• _Exercise aim_: Look below. Copy each line that has "wavy" in it.

───── Material to process ─────

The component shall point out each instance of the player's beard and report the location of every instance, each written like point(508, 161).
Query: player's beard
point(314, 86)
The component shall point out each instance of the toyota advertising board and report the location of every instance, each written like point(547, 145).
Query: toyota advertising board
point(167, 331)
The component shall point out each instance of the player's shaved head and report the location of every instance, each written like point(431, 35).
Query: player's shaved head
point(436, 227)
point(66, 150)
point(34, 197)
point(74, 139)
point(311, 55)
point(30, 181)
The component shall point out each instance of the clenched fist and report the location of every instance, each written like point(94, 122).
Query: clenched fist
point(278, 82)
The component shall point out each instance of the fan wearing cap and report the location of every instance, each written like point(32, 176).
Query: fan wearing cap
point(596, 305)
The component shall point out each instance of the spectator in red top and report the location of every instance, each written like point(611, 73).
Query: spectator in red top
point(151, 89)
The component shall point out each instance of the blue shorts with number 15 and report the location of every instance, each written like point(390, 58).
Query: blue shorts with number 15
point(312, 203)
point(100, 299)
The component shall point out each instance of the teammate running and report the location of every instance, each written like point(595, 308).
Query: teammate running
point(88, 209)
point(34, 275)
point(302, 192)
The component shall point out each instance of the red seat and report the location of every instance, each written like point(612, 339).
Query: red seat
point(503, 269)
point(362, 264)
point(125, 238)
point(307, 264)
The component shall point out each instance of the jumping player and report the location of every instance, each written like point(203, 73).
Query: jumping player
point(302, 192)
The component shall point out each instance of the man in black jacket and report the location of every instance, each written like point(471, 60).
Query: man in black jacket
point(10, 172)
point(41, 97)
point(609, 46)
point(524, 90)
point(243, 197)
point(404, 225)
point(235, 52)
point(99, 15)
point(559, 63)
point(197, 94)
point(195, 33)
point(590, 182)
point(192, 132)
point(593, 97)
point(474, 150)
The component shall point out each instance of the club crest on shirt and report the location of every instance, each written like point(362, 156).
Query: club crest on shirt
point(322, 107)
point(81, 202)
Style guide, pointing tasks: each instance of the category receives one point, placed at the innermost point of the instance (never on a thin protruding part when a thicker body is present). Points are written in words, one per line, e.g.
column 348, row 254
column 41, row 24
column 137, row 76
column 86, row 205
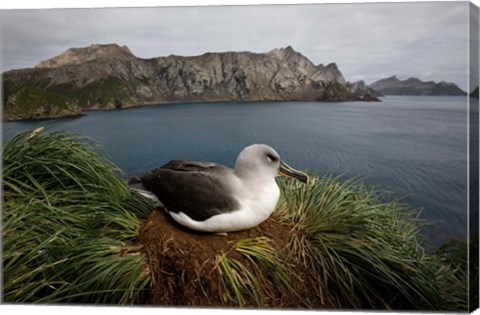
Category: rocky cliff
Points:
column 414, row 86
column 474, row 93
column 110, row 76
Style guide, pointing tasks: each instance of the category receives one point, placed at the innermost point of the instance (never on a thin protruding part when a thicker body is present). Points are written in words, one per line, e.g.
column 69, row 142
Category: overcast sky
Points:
column 368, row 41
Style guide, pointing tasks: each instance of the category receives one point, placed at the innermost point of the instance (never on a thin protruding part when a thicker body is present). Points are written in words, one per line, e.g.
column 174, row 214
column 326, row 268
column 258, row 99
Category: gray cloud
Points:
column 367, row 41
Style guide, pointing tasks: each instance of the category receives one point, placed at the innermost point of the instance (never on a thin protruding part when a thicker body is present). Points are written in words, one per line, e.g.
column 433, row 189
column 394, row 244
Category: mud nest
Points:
column 246, row 268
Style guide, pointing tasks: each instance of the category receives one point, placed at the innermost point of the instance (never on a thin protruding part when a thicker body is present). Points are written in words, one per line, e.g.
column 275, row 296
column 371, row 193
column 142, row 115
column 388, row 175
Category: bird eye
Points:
column 271, row 157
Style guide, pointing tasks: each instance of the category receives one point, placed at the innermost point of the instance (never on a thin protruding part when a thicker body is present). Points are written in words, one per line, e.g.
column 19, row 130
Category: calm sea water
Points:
column 415, row 147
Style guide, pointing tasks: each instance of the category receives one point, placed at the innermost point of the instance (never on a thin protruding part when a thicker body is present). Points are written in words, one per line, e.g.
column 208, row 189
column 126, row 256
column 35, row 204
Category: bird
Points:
column 210, row 197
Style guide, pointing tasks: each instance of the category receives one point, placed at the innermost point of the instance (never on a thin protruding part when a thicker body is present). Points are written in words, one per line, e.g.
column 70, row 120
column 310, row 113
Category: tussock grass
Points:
column 70, row 226
column 257, row 279
column 69, row 223
column 364, row 251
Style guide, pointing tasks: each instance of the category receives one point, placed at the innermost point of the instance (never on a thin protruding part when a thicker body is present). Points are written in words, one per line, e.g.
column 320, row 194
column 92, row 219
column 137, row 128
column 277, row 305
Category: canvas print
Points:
column 306, row 156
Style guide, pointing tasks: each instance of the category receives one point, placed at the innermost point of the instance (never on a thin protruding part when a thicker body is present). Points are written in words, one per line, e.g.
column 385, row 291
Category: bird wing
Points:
column 194, row 188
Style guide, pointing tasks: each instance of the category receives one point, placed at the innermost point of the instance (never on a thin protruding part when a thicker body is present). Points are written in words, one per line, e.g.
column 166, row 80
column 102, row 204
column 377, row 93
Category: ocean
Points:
column 414, row 147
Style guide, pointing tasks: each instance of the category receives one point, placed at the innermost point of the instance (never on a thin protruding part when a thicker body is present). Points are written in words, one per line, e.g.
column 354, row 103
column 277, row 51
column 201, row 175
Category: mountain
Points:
column 414, row 86
column 110, row 76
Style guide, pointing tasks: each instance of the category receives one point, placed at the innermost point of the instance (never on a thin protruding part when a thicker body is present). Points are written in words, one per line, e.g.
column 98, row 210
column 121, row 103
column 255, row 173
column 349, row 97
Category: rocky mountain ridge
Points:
column 414, row 86
column 110, row 76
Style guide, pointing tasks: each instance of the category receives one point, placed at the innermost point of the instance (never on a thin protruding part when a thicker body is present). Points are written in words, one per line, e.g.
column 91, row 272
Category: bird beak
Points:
column 288, row 171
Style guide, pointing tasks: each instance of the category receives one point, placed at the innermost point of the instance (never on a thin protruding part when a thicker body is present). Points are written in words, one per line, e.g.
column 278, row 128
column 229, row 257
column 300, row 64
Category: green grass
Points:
column 366, row 252
column 69, row 223
column 70, row 226
column 33, row 102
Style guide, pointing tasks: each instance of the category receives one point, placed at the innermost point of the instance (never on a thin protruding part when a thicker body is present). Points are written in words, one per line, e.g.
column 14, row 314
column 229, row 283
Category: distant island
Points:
column 110, row 77
column 474, row 93
column 414, row 86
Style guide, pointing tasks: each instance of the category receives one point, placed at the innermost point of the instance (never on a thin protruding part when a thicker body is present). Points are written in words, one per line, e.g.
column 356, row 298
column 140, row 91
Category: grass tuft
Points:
column 364, row 251
column 69, row 222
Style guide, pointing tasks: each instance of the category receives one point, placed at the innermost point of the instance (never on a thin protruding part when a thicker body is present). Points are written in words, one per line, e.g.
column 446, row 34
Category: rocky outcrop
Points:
column 110, row 76
column 81, row 55
column 414, row 86
column 361, row 91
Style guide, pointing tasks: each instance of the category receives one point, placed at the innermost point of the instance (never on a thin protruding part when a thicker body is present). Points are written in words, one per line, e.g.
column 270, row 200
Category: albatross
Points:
column 210, row 197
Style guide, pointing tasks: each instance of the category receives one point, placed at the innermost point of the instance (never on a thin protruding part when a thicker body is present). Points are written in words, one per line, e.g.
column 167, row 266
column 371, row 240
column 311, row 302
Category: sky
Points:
column 368, row 41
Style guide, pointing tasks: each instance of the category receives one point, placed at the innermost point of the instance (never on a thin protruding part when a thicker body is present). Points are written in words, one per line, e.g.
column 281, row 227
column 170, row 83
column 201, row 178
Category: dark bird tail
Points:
column 135, row 183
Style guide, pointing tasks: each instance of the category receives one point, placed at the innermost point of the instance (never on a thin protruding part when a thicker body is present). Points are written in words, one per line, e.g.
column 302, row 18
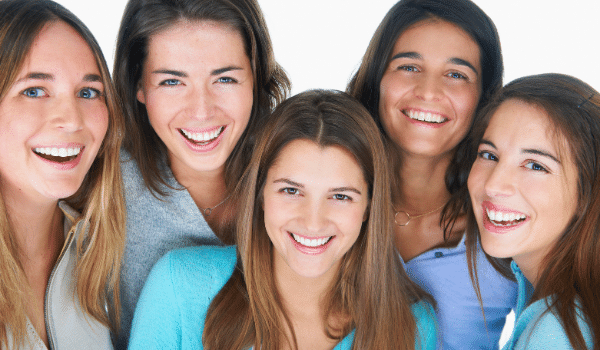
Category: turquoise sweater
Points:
column 536, row 327
column 172, row 308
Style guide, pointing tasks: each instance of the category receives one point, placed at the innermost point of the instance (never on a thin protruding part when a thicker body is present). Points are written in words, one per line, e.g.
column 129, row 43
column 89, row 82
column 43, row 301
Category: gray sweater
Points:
column 154, row 227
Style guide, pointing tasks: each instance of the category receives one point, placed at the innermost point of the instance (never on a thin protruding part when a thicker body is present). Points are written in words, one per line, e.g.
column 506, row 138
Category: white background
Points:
column 320, row 42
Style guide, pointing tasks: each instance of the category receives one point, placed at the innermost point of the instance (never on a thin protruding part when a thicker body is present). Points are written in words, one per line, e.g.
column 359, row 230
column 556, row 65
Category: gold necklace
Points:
column 209, row 210
column 409, row 217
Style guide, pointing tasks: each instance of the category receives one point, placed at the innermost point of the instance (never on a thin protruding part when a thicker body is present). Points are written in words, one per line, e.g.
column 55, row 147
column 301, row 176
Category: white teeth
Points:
column 503, row 219
column 58, row 152
column 310, row 242
column 203, row 136
column 425, row 116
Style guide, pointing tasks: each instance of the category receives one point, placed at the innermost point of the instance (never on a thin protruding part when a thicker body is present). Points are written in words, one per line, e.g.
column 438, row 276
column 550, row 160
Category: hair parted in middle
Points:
column 366, row 82
column 370, row 289
column 144, row 18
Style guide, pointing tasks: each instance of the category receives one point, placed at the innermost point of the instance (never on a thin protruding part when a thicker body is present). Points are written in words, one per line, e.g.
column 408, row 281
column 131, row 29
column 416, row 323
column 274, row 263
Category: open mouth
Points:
column 426, row 117
column 202, row 138
column 58, row 155
column 311, row 243
column 500, row 219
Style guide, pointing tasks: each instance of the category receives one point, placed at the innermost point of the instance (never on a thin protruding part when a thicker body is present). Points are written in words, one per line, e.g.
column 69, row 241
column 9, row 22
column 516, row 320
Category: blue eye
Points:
column 34, row 92
column 170, row 82
column 487, row 156
column 89, row 93
column 289, row 190
column 342, row 197
column 226, row 80
column 536, row 166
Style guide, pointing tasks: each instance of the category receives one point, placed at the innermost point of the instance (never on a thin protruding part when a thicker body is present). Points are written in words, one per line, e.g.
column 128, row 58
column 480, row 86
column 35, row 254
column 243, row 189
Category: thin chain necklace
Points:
column 209, row 210
column 409, row 217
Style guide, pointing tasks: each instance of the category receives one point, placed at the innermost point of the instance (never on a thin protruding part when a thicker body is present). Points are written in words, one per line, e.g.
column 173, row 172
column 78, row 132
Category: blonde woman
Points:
column 61, row 220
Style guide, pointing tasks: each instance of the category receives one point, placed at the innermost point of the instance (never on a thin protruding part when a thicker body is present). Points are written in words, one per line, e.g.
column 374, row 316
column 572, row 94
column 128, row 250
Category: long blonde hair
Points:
column 99, row 198
column 371, row 290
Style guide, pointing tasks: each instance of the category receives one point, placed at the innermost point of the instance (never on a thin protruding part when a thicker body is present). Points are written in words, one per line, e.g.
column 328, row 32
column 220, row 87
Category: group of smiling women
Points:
column 186, row 203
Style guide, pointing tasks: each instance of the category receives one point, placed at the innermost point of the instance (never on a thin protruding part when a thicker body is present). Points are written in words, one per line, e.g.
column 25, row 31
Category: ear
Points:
column 141, row 97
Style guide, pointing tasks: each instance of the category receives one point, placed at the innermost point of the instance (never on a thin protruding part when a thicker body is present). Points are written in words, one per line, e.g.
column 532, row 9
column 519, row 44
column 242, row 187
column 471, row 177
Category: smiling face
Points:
column 53, row 118
column 523, row 189
column 197, row 85
column 315, row 201
column 431, row 88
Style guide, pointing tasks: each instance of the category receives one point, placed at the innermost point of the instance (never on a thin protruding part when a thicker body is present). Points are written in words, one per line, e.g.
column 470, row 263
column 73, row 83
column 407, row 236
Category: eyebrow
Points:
column 335, row 189
column 526, row 151
column 183, row 74
column 453, row 60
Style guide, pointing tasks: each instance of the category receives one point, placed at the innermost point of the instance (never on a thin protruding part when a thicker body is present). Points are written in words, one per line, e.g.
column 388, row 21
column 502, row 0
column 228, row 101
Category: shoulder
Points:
column 544, row 329
column 198, row 264
column 426, row 323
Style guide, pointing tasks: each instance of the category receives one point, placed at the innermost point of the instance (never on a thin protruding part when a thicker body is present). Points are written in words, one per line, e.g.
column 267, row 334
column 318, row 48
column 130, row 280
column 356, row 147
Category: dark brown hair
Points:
column 144, row 18
column 570, row 272
column 366, row 82
column 371, row 289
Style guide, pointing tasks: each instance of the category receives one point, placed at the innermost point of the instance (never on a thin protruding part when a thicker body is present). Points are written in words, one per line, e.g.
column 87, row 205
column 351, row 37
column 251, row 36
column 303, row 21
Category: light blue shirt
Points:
column 154, row 227
column 443, row 273
column 536, row 327
column 172, row 309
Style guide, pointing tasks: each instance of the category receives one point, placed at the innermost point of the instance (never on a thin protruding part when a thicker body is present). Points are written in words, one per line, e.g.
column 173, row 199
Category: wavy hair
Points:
column 371, row 289
column 144, row 18
column 99, row 198
column 570, row 272
column 366, row 82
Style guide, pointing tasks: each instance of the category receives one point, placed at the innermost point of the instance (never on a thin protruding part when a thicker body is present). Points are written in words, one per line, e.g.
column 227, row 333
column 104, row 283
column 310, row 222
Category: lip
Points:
column 424, row 123
column 62, row 165
column 203, row 148
column 310, row 250
column 489, row 226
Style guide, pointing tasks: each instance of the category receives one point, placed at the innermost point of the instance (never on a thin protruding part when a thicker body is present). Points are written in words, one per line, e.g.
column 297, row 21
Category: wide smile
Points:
column 202, row 138
column 311, row 245
column 58, row 154
column 426, row 117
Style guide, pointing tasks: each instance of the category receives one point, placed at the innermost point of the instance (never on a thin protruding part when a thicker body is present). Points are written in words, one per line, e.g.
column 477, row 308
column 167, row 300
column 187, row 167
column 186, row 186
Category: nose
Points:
column 200, row 102
column 67, row 114
column 428, row 88
column 500, row 181
column 314, row 216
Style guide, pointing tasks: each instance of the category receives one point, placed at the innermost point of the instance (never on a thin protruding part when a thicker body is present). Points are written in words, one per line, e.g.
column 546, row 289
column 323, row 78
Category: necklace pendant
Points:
column 407, row 218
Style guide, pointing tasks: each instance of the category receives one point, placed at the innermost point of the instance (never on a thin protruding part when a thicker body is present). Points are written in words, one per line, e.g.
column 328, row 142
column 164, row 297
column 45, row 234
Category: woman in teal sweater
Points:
column 315, row 266
column 535, row 193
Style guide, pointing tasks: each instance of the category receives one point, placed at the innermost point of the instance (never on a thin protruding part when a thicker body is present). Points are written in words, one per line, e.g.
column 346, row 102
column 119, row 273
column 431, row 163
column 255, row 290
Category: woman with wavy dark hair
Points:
column 315, row 266
column 430, row 66
column 62, row 222
column 198, row 79
column 535, row 192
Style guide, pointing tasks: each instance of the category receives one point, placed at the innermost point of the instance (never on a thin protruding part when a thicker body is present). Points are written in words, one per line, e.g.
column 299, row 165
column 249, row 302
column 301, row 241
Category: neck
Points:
column 422, row 184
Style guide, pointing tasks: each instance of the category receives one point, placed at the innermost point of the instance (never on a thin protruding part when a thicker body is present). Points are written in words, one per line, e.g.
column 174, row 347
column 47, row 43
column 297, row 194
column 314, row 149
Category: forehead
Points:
column 58, row 48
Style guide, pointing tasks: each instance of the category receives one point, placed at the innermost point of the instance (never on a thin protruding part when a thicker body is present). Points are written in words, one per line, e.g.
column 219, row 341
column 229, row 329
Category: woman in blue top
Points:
column 535, row 191
column 315, row 266
column 198, row 79
column 429, row 67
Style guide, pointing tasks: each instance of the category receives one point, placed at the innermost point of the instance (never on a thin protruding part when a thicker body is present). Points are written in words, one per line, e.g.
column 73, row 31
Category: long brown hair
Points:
column 371, row 288
column 570, row 272
column 144, row 18
column 366, row 82
column 99, row 198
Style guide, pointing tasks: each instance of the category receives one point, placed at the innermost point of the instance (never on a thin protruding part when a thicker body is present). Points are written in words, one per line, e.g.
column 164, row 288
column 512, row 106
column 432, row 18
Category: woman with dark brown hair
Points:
column 198, row 80
column 315, row 266
column 430, row 66
column 535, row 193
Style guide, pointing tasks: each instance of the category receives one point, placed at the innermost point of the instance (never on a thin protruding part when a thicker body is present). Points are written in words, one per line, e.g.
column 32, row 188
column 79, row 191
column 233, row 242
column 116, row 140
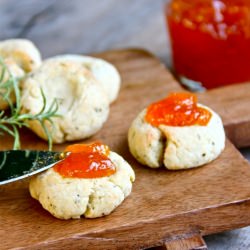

─────

• _Result_:
Category: wavy hair
Category: woman with wavy dark hair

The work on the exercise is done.